### WHAT YOU NEED TO DO
Please transcribe every entry below exactly, without including the pictures.

[Point localization data]
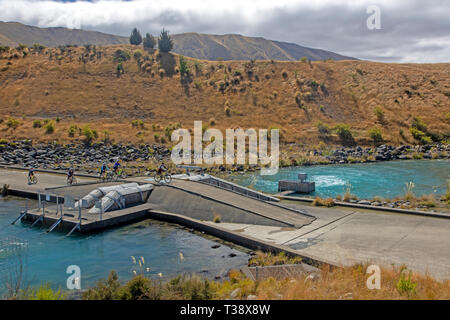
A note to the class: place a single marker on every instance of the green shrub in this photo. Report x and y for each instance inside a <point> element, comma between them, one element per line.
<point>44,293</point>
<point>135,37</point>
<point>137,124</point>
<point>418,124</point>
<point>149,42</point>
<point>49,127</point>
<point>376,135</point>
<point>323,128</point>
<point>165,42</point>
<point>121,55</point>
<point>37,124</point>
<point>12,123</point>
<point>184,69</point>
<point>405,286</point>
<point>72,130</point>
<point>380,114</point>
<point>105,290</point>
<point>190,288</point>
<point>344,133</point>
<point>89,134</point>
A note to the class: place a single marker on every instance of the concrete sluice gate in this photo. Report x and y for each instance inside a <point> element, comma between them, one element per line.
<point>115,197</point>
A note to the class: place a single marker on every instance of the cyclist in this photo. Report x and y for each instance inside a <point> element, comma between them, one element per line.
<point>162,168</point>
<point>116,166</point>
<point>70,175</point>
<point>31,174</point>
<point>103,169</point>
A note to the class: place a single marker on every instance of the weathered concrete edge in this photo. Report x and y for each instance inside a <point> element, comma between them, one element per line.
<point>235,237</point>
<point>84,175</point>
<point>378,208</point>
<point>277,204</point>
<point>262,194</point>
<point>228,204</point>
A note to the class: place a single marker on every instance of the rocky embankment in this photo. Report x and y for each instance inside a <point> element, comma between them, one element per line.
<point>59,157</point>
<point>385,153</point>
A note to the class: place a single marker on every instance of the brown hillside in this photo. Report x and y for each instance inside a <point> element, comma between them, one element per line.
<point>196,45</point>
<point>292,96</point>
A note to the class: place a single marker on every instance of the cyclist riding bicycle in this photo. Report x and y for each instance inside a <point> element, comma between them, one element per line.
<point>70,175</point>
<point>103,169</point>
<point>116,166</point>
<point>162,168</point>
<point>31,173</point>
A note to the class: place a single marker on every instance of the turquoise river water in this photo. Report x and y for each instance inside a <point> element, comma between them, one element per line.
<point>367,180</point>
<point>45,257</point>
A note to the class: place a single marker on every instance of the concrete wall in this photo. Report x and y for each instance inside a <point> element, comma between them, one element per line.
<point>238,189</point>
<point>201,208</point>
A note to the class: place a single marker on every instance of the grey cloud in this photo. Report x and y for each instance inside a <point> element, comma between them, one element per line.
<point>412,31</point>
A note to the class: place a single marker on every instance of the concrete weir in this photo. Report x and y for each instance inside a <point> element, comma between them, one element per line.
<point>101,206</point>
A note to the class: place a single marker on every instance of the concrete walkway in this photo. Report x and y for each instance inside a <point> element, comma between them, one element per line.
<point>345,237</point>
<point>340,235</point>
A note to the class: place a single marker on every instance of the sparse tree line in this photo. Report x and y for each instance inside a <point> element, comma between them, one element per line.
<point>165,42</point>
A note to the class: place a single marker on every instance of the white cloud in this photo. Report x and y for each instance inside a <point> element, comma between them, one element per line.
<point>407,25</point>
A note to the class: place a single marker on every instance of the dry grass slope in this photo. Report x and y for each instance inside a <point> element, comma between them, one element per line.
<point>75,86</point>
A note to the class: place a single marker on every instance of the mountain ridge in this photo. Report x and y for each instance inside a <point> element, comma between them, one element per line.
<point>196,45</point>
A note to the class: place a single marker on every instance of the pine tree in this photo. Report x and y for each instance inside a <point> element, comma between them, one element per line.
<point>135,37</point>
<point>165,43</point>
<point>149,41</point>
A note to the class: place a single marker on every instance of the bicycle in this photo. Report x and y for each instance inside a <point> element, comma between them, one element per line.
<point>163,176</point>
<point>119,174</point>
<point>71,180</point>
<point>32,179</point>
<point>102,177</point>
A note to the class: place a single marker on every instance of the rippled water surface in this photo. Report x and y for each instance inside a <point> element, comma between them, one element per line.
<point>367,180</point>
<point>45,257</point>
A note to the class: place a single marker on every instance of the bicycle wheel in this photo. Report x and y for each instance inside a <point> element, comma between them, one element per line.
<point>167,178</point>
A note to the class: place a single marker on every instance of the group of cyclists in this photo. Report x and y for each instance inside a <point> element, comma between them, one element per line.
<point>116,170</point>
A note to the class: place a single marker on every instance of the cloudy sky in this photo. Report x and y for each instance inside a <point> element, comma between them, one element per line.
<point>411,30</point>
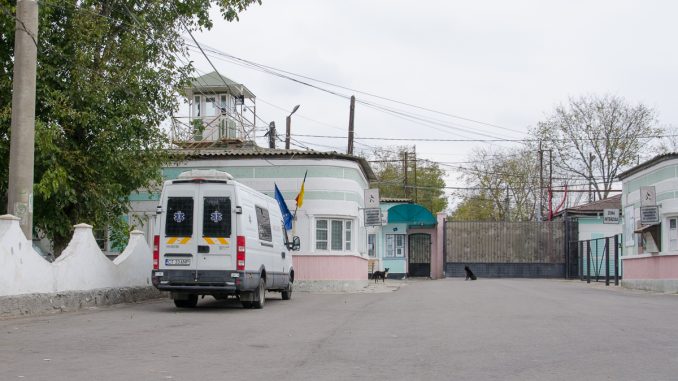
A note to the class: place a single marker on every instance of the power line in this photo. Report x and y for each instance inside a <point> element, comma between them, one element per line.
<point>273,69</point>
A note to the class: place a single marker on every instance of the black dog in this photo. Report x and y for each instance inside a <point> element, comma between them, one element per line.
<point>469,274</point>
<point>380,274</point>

### REPLY
A note to the class: place a single marker on every instance of the green shrub in this photo. Report x and y for each instance inside a <point> element, comma between them, one element per line.
<point>44,293</point>
<point>135,37</point>
<point>137,124</point>
<point>418,124</point>
<point>149,42</point>
<point>49,127</point>
<point>376,135</point>
<point>323,128</point>
<point>165,42</point>
<point>121,55</point>
<point>37,124</point>
<point>12,123</point>
<point>184,69</point>
<point>405,286</point>
<point>72,130</point>
<point>380,114</point>
<point>105,290</point>
<point>190,288</point>
<point>344,133</point>
<point>89,134</point>
A note to the class: place a single marker on every instance of the concrete sluice gate in this photo. Report x and y for each instance inside a <point> element, comma between them, one element per line.
<point>115,197</point>
A note to the class: place a single marker on every instance of the cyclist in this photo. Report x and y for each instance inside a <point> element, comma between them, one element per line.
<point>162,168</point>
<point>116,166</point>
<point>70,175</point>
<point>31,174</point>
<point>103,169</point>
A note to the class: place a single marker on every instance of the weathered concrete edge in this photo. Report x and y for each instance inside a <point> element, comma between them, one element per line.
<point>235,237</point>
<point>84,175</point>
<point>378,208</point>
<point>277,204</point>
<point>262,194</point>
<point>228,204</point>
A note to the class: place a single marker on every instance of the rocky embankment in this photo. Report x and y for each instance inside a <point> element, comma between them, one element per line.
<point>59,157</point>
<point>385,153</point>
A note to the class: place a single marker on every instance of the brown hillside in this photo. Report x and y for each instance inside a <point> element, comma between them, one element per line.
<point>196,45</point>
<point>292,96</point>
A note to the class: place a single marker on every instance of the cyclist riding bicycle in this photo. Report x and y for each instance inside a <point> element, comma between them, one element per line.
<point>70,175</point>
<point>103,169</point>
<point>116,166</point>
<point>162,168</point>
<point>31,173</point>
A note to the class: place a single marker on every instance of the turquoise river water in this photo. Report x and y for each instance inside a <point> element, comma between them, one element per line.
<point>367,180</point>
<point>45,257</point>
A note to the class: place a single marker on every instance of the concrete wall in this photo. Report x and y for each instance inside a <point> element, comma between them, one element per line.
<point>238,189</point>
<point>201,208</point>
A note to the class: place a single marker on every instance of the grey cloud in this photo. Report x and y for each instance inside a <point> element, comma between them, one element per line.
<point>412,31</point>
A note to the class: place a single marker on every instance of the concrete weir in this photo. Report x and y for each instance inside a <point> element, comma between them, one element per line.
<point>101,206</point>
A note to the class: place a single marker on every instance of the concrete walkway in this photo. Report x and y for each instance inside a <point> element, comma between them, one element per line.
<point>345,237</point>
<point>340,235</point>
A note to the class: place a single marker on every instance of the sparse tree line in this photo. Report x and y for each instance inside a <point> element, comma between them, one element per line.
<point>165,42</point>
A note to the class: place a single marker on every instance of the white cloud in this photo. Report x and y for each instance inside a <point> element, comma between them, one element per line.
<point>407,25</point>
A note to the class: place a single marker on every instance of the dry grass slope in this photo. Report x and y for each instance inside a <point> element, comma between them, one element per line.
<point>75,86</point>
A note to the class: place a single marker on every instance of the mountain ridge in this photo. Report x and y for each instance inside a <point> element, comma between them, one element per line.
<point>196,45</point>
A note to the class: place a single marker on every instance of the pine tree in this photo. Report x and y for each instance inside a <point> element, comma between them, one element per line.
<point>135,37</point>
<point>165,43</point>
<point>149,41</point>
A note to the class: place a single marker on every instance of the bicycle in this photo. Report x and y for each instance inside a <point> element, comma between them, one element per line.
<point>163,176</point>
<point>119,174</point>
<point>71,180</point>
<point>32,179</point>
<point>102,177</point>
A note to the class: place a single marker on every instance of the rippled water surface in this photo. Report x and y for each instance inside a <point> element, comma between them, one element per line.
<point>367,180</point>
<point>45,257</point>
A note to the class: place a single marker on every instance of the bicycle wheel in this photo. Report x and y for each instance inside a <point> element, comma between them, one element per line.
<point>167,178</point>
A note to the class: place a single marker on every instance of the group of cyclists in this photo. Report x and y for each instance inside a <point> element, comma between them, one element per line.
<point>116,170</point>
A note to the class: place a single marker on every instance of the cloudy sky in this photo. Report x and y for each instance inside a <point> element, comma between them, one element per line.
<point>411,30</point>
A note to the class: place a single marker on every instance of the power line in this photo. Report x and y for each instance inside a <point> element, comma between them, one element per line.
<point>273,69</point>
A note to the class: place a single marker on every instance of the black dog in this photo. Report x and y for each instance inside a <point> element, comma between them, one element per line.
<point>469,274</point>
<point>380,274</point>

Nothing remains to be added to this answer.